**** TESTO DI PARTENZA
I temi evocati (cui s'aggiunge la vicenda di Narciso, dove pure è focalizzata l'inattingibilità del possesso, rammemorata in un dipinto/reliquia) paiono quindi incastonarsi in un profilo d'incompiutezza. Ma le tracce disseminate negli ambienti e nelle tele che vi hanno dischiuso nuovi spazi, negli abbozzi a sanguigna di figure sul punto di venire ad esistenza, autorizzano ad affacciare un'ipotesi difforme, che senza attutire il registro teso del ciclo, ne sonda la complessità: una lettura ove l'assenza di Eros si muta nella sua attesa e la lucerna di Psiche rischiara il trapasso dall'amor profano all'amor sacro. Ove la stessa Euridice è come salvata, seppure a prezzo di un dolore inestinguibile, nella memoria di Orfeo.
I dispositivi spiegati nelle tre installazioni, al di là degli elementi collocati nello spazio come discreto (e simbolico) contrappunto delle sequenze pittoriche, prospettano invece una inconsueta distorsione della cadenza temporale. Allo schema binario del primo allestimento, dove un prima e un dopo si giustappongono nitidamente, segue - nell'episodio di Eros e Psiche - un'articolazione risucchiata all'indietro dall'inserimento al centro della teoria dei dipinti, nell'identica collocazione antecedente, del letto vuoto di Venere a ridosso del giaciglio che Eros divide con Psiche. Laddove, per contro, nel trittico che ospita Orfeo ed Euridice il tempo sembra immobilizzarsi, facendo implodere l'eternità nell'istante.
********
**** DATI
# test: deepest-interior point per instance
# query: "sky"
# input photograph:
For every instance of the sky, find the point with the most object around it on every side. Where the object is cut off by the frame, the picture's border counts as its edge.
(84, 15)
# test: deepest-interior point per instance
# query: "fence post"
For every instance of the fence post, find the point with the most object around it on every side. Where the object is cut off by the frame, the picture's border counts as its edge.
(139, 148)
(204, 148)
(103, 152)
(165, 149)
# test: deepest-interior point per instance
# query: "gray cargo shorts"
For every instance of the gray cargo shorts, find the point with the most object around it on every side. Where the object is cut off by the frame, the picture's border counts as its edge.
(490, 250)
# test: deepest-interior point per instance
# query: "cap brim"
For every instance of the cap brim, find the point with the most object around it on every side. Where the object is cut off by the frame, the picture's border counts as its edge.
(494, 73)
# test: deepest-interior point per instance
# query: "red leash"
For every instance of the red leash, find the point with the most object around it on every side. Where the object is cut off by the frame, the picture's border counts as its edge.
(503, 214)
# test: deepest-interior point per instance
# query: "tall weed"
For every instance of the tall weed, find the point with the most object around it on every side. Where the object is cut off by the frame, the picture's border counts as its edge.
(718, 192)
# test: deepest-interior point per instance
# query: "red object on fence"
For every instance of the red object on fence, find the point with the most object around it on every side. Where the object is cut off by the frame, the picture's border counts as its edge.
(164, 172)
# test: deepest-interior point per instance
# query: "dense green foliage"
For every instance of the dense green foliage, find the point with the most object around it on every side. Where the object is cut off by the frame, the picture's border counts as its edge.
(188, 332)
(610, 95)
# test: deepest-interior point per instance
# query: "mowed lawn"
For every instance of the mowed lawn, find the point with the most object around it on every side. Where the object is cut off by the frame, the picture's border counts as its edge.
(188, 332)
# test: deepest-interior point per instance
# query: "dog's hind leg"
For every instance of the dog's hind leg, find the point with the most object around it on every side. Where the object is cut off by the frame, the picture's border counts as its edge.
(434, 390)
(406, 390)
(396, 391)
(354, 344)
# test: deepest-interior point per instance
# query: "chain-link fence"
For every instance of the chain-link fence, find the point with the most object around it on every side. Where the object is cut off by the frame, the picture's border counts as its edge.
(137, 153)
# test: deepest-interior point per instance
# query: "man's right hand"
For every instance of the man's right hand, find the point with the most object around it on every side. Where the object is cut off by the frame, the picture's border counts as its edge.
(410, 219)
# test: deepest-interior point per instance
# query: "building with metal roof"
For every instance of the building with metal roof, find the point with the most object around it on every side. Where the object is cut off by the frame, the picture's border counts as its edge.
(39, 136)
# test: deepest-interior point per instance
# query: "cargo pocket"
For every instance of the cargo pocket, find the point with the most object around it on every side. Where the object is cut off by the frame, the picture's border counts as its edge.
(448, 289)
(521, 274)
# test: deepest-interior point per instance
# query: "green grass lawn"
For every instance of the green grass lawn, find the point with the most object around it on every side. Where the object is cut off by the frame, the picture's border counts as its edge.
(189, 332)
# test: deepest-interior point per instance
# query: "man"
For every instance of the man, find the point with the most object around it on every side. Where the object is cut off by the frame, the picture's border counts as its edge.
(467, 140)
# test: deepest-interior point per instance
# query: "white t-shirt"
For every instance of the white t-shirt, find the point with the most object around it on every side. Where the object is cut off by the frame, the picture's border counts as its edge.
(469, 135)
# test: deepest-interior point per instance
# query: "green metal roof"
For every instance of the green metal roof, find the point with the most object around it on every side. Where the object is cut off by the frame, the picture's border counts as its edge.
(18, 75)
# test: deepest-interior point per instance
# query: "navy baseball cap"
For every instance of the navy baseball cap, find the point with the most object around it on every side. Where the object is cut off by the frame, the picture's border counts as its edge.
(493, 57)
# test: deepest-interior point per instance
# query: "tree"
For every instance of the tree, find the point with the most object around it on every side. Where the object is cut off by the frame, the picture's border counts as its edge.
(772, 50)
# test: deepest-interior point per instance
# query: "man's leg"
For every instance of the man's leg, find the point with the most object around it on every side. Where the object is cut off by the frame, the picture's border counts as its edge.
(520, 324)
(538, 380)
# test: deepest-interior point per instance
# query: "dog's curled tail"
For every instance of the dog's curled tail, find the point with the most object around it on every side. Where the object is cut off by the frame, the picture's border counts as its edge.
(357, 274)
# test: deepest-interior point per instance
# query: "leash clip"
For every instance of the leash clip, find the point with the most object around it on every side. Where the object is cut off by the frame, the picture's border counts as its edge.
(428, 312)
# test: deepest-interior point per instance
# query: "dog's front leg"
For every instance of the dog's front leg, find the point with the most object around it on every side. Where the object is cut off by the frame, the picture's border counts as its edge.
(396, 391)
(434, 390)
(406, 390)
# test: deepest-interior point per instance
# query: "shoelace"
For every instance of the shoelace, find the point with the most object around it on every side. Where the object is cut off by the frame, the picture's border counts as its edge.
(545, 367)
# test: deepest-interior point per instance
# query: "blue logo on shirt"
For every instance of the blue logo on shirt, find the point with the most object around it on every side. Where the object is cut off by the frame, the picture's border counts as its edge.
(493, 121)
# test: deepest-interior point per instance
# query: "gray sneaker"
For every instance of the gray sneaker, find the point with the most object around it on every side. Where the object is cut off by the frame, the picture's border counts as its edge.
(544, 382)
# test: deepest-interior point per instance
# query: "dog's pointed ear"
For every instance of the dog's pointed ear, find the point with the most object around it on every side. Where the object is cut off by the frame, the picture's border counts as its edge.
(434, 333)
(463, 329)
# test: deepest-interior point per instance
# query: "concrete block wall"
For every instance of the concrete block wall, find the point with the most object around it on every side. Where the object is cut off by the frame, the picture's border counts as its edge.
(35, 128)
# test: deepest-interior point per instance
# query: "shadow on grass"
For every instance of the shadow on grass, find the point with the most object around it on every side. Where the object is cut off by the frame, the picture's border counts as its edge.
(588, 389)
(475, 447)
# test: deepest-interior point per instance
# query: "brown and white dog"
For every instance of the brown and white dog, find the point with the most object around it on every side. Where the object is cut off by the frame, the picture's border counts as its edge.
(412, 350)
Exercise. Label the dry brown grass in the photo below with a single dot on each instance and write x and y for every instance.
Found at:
********
### COMPITI RICHIESTI
1. Riassumi in due frasi il testo sul ciclo pittorico.
2. Secondo il testo sul ciclo pittorico, che cosa è inserito al centro della serie dei dipinti nell'episodio di Eros e Psiche?

### RISPOSTE AI COMPITI
1. I temi del ciclo, compresa la vicenda di Narciso, sembrano inserirsi in un profilo d'incompiutezza. Le tracce negli ambienti, nelle tele e negli abbozzi a sanguigna suggeriscono però una lettura in cui l'assenza di Eros diventa attesa ed Euridice è salvata nella memoria di Orfeo, mentre le tre installazioni distorcono la cadenza temporale, fino al trittico di Orfeo ed Euridice dove il tempo sembra immobilizzarsi.

2. Il letto vuoto di Venere, a ridosso del giaciglio che Eros divide con Psiche.